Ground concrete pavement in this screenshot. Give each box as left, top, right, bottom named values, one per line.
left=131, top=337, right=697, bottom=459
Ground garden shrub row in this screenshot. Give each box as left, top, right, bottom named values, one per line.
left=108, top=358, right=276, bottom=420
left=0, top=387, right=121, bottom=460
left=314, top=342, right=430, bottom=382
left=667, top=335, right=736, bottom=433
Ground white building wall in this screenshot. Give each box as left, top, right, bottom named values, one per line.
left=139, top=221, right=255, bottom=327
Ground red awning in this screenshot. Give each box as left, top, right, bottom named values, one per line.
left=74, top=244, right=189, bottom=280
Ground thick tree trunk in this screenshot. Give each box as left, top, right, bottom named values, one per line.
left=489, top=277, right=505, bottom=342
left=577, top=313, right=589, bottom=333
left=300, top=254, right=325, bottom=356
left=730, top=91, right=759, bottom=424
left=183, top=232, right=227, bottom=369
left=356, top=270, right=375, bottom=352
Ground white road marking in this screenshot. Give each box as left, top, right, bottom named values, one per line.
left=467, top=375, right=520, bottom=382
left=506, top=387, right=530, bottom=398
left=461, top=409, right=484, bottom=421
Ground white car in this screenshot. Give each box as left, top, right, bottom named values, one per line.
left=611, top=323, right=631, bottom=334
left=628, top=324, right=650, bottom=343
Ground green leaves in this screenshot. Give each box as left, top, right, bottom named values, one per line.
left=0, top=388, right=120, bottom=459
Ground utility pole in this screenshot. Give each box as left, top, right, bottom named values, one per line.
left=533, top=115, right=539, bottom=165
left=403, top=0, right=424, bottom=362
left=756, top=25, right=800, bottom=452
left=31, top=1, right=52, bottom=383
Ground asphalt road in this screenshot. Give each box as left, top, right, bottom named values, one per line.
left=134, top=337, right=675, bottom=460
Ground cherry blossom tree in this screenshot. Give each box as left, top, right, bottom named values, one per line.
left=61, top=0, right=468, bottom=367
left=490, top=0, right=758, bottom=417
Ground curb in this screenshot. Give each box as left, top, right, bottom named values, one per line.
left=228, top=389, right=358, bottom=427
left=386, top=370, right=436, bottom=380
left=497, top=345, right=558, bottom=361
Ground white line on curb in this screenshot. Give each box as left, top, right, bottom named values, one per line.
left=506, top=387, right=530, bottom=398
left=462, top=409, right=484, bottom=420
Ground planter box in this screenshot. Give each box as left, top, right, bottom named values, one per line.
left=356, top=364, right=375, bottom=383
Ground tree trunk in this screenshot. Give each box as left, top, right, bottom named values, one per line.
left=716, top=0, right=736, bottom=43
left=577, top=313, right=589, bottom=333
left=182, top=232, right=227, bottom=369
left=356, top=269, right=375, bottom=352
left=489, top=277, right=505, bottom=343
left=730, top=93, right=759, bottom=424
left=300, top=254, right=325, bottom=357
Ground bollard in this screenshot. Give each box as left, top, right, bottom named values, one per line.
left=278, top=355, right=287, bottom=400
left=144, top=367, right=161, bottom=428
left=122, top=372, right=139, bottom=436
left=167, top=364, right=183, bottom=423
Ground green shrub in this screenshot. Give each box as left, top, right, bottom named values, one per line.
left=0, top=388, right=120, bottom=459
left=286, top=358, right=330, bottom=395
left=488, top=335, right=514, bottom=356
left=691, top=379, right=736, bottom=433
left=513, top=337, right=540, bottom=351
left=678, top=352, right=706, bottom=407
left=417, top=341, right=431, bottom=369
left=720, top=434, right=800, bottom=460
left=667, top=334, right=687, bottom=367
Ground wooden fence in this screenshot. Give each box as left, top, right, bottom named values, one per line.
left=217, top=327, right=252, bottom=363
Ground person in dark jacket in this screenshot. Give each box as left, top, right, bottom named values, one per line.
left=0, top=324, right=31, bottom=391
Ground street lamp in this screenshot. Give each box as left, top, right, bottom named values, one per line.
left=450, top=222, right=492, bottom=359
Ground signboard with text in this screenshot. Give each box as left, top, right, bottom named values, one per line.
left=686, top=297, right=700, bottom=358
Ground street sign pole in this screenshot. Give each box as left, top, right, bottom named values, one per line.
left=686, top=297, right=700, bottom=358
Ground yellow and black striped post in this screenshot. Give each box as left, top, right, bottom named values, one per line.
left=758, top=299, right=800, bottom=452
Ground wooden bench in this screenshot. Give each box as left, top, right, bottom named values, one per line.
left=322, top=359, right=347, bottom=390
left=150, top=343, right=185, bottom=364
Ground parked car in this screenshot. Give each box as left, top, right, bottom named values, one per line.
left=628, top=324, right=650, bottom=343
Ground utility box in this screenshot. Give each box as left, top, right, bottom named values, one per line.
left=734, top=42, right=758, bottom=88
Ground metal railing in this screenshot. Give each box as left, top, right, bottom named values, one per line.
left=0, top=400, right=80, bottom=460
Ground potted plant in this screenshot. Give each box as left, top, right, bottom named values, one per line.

□ □ □ □ □ □ □

- _To do_: Pick out every line in the rows above that contains the word "utility", and copy each one.

- _Answer to this exercise_:
Ground utility pole in this screenshot. Give each box as left, top, right, bottom named values, one per line.
Ground utility box in this screenshot. Give each box as left, top, right, bottom named values, one per line.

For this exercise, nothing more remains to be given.